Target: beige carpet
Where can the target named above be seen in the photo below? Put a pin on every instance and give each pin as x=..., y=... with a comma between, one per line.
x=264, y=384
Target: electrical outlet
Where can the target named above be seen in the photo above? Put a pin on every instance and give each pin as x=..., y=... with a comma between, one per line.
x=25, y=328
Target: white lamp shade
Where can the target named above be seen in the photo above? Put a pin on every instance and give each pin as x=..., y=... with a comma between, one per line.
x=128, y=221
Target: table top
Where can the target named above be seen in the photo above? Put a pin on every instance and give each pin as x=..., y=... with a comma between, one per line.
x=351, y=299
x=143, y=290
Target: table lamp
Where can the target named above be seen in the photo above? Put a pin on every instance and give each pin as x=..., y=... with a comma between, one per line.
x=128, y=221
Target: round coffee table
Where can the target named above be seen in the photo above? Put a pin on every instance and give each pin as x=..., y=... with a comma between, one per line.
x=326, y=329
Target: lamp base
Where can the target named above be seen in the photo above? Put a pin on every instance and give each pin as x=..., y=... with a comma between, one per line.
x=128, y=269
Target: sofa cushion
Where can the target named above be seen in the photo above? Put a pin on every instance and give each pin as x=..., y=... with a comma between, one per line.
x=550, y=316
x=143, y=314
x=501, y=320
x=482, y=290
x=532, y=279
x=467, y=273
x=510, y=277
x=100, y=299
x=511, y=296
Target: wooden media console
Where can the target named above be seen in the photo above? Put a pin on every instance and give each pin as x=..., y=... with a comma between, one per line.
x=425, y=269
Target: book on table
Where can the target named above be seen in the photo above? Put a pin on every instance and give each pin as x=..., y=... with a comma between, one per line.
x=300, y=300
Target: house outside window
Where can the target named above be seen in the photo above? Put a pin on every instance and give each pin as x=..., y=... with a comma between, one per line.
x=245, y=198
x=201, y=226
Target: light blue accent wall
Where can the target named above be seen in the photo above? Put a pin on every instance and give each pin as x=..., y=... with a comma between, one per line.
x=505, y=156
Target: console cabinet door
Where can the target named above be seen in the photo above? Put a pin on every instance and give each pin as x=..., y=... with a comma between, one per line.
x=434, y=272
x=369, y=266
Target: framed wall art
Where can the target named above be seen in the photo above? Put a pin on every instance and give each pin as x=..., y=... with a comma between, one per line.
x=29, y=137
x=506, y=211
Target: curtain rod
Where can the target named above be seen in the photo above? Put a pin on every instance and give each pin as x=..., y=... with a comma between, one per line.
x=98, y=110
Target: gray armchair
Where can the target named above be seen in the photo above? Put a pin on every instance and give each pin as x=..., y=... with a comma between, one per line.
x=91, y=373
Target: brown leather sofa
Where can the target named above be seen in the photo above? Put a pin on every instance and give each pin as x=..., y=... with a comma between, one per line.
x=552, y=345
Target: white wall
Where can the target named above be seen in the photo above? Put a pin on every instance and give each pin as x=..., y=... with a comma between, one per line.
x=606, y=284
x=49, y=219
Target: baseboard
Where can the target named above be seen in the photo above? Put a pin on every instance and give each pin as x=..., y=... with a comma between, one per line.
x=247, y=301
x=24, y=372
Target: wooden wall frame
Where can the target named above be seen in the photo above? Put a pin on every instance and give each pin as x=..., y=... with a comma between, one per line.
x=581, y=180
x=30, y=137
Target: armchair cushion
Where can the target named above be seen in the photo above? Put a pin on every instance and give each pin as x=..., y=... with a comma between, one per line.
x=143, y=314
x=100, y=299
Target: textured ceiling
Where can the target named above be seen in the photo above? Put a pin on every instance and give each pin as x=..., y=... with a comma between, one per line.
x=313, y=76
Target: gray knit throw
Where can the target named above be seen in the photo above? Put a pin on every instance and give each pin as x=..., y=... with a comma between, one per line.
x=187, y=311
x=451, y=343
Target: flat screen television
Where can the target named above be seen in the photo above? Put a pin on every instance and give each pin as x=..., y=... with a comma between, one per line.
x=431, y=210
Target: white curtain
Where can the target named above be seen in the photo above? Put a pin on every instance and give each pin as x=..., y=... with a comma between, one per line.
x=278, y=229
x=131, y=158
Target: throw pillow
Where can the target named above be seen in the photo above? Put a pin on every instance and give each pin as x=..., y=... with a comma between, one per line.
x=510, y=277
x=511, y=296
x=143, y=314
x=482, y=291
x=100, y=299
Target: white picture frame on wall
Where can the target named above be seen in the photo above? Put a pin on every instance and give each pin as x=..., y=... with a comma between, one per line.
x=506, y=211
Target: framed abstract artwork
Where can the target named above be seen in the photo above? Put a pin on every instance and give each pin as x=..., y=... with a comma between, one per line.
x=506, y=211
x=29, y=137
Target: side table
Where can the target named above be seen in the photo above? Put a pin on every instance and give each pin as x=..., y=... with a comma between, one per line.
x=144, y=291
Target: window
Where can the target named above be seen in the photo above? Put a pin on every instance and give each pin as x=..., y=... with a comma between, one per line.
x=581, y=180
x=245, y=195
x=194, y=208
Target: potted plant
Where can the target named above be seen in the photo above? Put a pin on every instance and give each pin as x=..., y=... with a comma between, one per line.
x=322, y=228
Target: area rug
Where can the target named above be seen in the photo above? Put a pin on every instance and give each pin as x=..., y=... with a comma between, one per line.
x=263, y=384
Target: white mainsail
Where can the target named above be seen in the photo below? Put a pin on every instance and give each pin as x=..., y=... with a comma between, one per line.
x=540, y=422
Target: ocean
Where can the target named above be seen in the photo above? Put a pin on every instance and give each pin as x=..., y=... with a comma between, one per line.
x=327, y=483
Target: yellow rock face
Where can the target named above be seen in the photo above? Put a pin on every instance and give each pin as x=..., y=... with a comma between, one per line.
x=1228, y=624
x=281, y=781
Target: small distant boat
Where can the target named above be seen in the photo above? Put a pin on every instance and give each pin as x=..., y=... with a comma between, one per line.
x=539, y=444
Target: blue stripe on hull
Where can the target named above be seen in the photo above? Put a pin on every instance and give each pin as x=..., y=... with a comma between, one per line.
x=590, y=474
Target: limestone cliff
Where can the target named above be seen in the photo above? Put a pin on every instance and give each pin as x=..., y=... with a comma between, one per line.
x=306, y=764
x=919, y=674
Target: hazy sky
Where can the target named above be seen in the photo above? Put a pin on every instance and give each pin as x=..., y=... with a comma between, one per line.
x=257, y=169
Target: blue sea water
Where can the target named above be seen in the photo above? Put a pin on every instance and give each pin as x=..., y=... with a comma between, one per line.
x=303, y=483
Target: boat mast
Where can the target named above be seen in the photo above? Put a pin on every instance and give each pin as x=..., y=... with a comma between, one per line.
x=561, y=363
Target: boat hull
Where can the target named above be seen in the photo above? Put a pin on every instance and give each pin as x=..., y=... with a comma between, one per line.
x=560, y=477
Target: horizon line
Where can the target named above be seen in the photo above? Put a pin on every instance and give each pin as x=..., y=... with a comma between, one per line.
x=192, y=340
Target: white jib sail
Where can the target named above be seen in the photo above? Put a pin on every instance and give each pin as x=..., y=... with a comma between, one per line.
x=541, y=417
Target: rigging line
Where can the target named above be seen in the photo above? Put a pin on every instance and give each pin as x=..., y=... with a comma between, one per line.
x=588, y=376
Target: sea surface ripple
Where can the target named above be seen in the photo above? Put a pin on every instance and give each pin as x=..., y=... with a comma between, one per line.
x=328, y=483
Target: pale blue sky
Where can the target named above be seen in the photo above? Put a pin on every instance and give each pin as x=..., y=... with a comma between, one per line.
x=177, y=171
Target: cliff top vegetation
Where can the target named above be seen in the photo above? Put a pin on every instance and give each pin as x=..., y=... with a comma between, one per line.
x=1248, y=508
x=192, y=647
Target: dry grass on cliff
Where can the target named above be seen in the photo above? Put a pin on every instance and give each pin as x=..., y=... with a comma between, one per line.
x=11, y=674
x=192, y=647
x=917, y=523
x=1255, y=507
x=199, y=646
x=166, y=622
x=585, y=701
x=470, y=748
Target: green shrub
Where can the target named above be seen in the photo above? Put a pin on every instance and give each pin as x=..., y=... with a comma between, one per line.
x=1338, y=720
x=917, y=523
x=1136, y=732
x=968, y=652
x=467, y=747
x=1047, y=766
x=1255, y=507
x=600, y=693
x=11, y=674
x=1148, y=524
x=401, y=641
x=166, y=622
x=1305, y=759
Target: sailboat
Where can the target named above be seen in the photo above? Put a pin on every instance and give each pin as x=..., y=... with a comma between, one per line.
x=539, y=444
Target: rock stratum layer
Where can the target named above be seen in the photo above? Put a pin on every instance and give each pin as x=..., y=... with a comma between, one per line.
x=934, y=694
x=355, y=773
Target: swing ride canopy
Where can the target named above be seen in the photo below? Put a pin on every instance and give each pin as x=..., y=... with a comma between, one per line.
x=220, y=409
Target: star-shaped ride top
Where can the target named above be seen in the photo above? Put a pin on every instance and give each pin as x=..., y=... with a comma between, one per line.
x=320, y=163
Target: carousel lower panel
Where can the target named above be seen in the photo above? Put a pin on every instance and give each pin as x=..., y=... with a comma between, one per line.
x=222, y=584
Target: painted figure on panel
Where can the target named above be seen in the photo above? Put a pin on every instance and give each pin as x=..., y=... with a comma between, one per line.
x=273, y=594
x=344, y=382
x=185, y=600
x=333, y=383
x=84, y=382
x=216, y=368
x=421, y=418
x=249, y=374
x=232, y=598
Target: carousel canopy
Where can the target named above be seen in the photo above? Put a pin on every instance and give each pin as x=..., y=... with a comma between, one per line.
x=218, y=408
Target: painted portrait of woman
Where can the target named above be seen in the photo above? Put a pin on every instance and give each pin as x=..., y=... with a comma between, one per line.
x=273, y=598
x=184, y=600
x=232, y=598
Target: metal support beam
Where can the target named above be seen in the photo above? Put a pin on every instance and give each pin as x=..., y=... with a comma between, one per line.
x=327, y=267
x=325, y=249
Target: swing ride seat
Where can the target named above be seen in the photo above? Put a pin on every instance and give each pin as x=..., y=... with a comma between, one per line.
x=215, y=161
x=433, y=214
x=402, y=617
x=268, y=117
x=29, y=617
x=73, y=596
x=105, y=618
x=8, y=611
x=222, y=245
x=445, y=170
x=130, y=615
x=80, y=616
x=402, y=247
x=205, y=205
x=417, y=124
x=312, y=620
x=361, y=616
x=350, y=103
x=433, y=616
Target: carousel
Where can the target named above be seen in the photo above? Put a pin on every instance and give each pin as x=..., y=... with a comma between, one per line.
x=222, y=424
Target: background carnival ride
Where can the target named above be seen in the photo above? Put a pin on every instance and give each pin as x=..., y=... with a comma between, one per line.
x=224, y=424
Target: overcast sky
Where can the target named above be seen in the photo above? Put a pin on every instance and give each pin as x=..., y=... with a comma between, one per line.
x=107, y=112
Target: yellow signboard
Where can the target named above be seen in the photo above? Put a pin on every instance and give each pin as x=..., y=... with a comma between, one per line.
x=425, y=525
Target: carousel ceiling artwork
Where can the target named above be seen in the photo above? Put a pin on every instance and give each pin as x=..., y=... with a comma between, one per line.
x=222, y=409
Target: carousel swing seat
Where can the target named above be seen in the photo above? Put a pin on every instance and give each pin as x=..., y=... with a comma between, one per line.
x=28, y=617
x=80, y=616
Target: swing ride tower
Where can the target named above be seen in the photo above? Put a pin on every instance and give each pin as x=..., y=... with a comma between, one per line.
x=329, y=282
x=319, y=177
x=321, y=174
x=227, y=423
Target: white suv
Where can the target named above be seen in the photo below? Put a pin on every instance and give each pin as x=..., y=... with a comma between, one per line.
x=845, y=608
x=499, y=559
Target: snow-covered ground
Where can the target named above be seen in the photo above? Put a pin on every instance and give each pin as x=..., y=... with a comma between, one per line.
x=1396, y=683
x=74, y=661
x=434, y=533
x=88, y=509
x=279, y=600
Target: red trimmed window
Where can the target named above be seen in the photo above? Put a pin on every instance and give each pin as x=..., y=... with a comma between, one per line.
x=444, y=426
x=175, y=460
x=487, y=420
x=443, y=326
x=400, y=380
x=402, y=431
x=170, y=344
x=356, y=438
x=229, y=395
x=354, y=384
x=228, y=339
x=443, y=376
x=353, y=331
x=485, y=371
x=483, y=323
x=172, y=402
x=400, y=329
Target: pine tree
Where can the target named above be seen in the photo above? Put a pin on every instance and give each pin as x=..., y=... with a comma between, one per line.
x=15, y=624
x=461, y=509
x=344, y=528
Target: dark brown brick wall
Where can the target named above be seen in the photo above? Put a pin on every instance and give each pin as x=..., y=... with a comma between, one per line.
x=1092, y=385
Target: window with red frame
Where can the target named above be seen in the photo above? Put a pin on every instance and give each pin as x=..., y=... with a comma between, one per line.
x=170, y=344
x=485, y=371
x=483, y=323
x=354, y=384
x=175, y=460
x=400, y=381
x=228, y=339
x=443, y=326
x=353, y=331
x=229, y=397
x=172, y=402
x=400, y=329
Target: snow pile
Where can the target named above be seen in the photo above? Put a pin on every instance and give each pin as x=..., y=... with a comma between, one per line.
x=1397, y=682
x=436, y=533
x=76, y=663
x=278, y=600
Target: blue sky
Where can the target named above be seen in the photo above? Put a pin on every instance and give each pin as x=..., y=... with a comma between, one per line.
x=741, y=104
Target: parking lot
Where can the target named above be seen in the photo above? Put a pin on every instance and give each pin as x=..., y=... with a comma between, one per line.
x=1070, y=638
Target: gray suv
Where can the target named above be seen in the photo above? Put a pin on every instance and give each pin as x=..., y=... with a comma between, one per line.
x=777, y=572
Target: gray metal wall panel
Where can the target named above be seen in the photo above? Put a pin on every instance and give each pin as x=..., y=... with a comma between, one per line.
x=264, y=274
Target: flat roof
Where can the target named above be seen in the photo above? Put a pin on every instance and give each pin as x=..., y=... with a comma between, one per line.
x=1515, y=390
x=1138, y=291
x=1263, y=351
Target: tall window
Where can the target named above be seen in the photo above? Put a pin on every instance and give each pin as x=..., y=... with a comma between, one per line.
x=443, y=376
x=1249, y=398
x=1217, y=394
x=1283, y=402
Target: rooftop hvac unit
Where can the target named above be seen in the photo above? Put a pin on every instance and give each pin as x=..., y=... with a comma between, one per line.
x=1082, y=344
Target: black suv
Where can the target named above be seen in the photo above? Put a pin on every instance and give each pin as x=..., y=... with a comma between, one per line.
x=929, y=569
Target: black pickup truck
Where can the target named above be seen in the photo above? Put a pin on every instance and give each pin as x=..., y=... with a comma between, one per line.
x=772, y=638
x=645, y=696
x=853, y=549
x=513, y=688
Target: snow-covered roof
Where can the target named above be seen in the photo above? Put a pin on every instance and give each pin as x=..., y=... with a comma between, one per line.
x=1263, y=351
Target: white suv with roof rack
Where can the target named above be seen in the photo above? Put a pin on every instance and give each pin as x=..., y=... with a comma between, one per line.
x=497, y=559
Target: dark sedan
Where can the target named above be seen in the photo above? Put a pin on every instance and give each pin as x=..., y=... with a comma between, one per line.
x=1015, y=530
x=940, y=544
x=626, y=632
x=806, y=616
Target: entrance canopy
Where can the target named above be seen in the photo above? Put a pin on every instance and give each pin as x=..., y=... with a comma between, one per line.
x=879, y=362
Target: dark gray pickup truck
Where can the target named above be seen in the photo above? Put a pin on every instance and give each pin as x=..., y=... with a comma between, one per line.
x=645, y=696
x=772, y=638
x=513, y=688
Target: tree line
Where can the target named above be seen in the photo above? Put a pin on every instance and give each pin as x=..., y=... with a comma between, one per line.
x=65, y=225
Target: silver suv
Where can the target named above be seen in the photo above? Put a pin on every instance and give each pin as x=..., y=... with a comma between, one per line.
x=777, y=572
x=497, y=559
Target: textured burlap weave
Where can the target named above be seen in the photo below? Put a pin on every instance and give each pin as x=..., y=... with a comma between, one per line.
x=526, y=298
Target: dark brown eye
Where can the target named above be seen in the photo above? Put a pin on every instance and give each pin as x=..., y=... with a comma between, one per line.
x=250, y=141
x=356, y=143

▬▬▬

* _Directions_:
Please give back, exactly as it stands above, the stretch from the line with "Target: lamp base" through the line with "Target: curtain rod", and no line outside it.

* _Finished task_:
Target: lamp base
Where can the target named above be seen in the photo above? Put a pin on every instance and give each pin as x=..., y=... with a comma between, one per line.
x=128, y=269
Target: sofa cushion
Where can the target named above be seen in the photo above? Put a pin on every instance and give each pin as x=..., y=... with a comma between, one per line.
x=550, y=316
x=143, y=314
x=501, y=320
x=482, y=290
x=532, y=279
x=467, y=273
x=510, y=277
x=100, y=299
x=511, y=296
Target: wooden media console
Where can the target named above be seen in the photo above? Put a pin on every instance and give each pin as x=..., y=... with a comma between, one per line.
x=425, y=269
Target: book on table
Where can the target named above be seen in the photo above? Put a pin on every instance and give each pin as x=..., y=... with a comma between, one per line.
x=300, y=300
Target: house outside window
Where can the target named above be seen in the photo above? Put a pin on every instance and give each pin as x=..., y=... with a comma between, one per line.
x=245, y=198
x=201, y=226
Target: light blue accent wall
Where can the target named above be seen in the photo above? Put a pin on every instance and give each pin as x=..., y=... with a comma between, one per line.
x=505, y=156
Target: console cabinet door
Where can the target named above be seen in the photo above? Put a pin on every instance and give each pin as x=..., y=... with a comma between, one per line.
x=434, y=272
x=369, y=266
Target: framed wall art
Where can the target named above be seen in the photo above? Put a pin on every instance and give each pin as x=..., y=... with a comma between, one per line.
x=29, y=137
x=506, y=211
Target: curtain rod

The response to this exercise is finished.